Exercise 1 :: Reproduce everything in the post about saving a down payment from "Avoided lifestyle inflation" down to "in progress. :)", word for word.
Exercise 2 :: In the post about saving a down payment, how did RD manage to leave university with zero debt?
Exercise 3 :: Pick up the post about saving a Vancouver down payment after its last sentence and write the next part.

Passage ::
-*-
Most of you know that I live in Vancouver, and housing in Vancouver is bananas. Like, it’s legitimately insane. The average price for a detached house sold in Greater Vancouver was $1,830,956 in May (!!!), and the average price for a condo? $656,919 – up 15.1% from 2015.
When RD and I bought our condo a few months ago, we managed to combine our savings for a 6-figure down payment. $125,000 to be exact. Neither of us got help from our parents. We didn’t receive any sort of inheritance, and while we both have good full-time jobs, we still live in the middle-class.
So how did we do it? For me personally as a natural spender, it was a lot of hard work balancing needs vs. wants, but also making savings a priority for the better part of the last decade. The bulk of our savings was done individually before we met each other, so when we did eventually move in together and our housing expenses decreased, we just kept the savings train moving along.
Here are a few main reasons why we were able to save up a 6-figure down payment:
Eliminated all debt
Long-time readers of GMBMFB will know that this blog was born because I was on a quest to get out of debt. My main goal after graduating college was to get out of debt as fast as possible. I knew that debt would hold me back from every major goal I wanted for myself – to move out of my hometown, to take chances when it came to my career, to travel, and to buy a home – and I didn’t want to regret missing out on opportunities because I couldn’t afford to take risks.
RD has always been good with his money – even when he didn’t have much. His parents were (and always have been) good role models when it came to frugality, and he left University with zero debt because he worked hard tree planting every summer. 10 years later, he’s extremely debt-adverse and while he definitely has things that he splurges on, he is way, way more frugal than me.
Avoided lifestyle inflation
I’ve worked hard at trying to curb lifestyle inflation, but of course my budget has increased in the past 10 years. So the way I keep my overall costs down is by prioritizing my purchases and stopping myself from spending money on stuff that doesn’t bring value to my life. For example, I don’t really put value on make-up or beauty products, and I also don’t care for nice cars, jewelry, alcohol, or going to fancy restaurants – so I spend very little money on those things. Instead, I focus my spending on what I love to do. I’d rather put my money towards traveling, the occasional splurge on concerts or event tickets, and buying quality ingredients when I cook.
But I have a serious weakness for Anthropologie and anything at MEC, and sometimes I get lazy with cooking, so it’s all a work in progress. :)
-*-
Data entries ::

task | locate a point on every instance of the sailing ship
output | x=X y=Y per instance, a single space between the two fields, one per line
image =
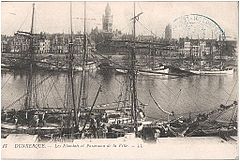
x=79 y=120
x=76 y=119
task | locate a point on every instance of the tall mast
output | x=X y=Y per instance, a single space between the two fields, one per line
x=70 y=73
x=133 y=74
x=29 y=96
x=82 y=102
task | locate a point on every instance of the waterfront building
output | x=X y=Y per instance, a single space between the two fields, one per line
x=187 y=48
x=20 y=43
x=107 y=20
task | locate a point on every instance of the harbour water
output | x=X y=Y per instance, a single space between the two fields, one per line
x=183 y=95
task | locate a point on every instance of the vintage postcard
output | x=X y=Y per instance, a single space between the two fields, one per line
x=119 y=80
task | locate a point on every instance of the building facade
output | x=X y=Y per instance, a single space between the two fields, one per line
x=107 y=20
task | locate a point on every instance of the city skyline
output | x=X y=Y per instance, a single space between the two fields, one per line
x=53 y=17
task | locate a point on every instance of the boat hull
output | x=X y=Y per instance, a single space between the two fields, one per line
x=212 y=72
x=154 y=72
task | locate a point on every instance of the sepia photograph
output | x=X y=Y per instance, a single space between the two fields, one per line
x=119 y=80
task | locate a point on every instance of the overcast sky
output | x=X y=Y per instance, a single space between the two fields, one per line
x=53 y=17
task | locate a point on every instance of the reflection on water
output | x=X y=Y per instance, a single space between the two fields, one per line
x=181 y=95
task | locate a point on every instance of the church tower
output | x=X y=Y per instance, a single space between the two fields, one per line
x=107 y=20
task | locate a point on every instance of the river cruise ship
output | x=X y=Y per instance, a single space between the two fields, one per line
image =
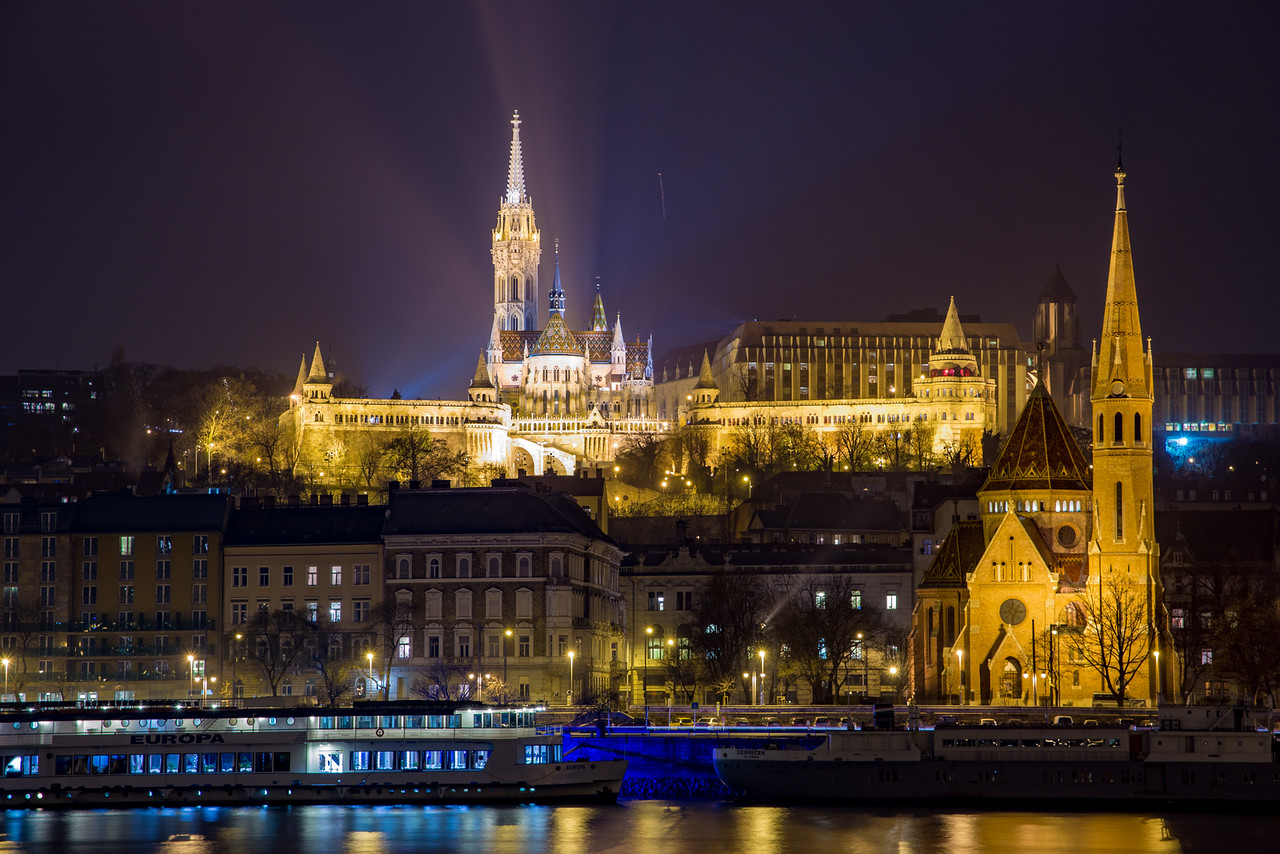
-*-
Expected answer 1 ::
Avoided lifestyle inflation
I’ve worked hard at trying to curb lifestyle inflation, but of course my budget has increased in the past 10 years. So the way I keep my overall costs down is by prioritizing my purchases and stopping myself from spending money on stuff that doesn’t bring value to my life. For example, I don’t really put value on make-up or beauty products, and I also don’t care for nice cars, jewelry, alcohol, or going to fancy restaurants – so I spend very little money on those things. Instead, I focus my spending on what I love to do. I’d rather put my money towards traveling, the occasional splurge on concerts or event tickets, and buying quality ingredients when I cook.
But I have a serious weakness for Anthropologie and anything at MEC, and sometimes I get lazy with cooking, so it’s all a work in progress. :)

Expected answer 2 :: He worked hard tree planting every summer.

Expected answer 3 ::
Banked all extra money and windfalls
I’ve never had a big salary from my full-time job, but I’ve always had multiple streams of income. At the beginning, it was to get myself out of debt as fast as possible, but then it was to save money for a future down payment, as well as for my retirement. I’ve done a lot of crappy jobs over the years to earn money, but it helped me set up a good financial foundation for myself. Almost all of my freelance income goes towards some form of savings, and whenever I get a raise, I make sure to increase my savings rate accordingly.
There was that time I worked two full-time jobs at the same time … I also took on freelance graphic design contracts, started freelance writing, sold stuff on eBay, worked minimum wage part-time jobs for YEARS, and of course started this blog (not with the intention of making money, but has ended up being a decent source of income). I may not have always enjoyed hustling so much in the short-term, but it helped me achieve some pretty big goals in the long-term, and it got me to a better place in life. So it was worth it for me, and I look back on those years with gratitude that I had enough foresight to work as hard as I did.
A “Savings First” lifestyle
I used to save my money at the end of every month, if I had anything leftover after paying my bills. But the problem was, I almost never had anything leftover. So I decided to switch up my strategy and build my budget backwards – with savings as a line-item that was just as important as my rent. If I found I wasn’t able to put away that amount into savings and balance the rest of my budget for the month, I looked at ways I could cut expenses or earn more money. This strategy meant I was almost always hitting my savings goals – whether it was for retirement or shorter-term purchases.
Understanding that saving for a down payment is a long-term effort
Buying a home is a long-term decision, so saving up for one should be as well.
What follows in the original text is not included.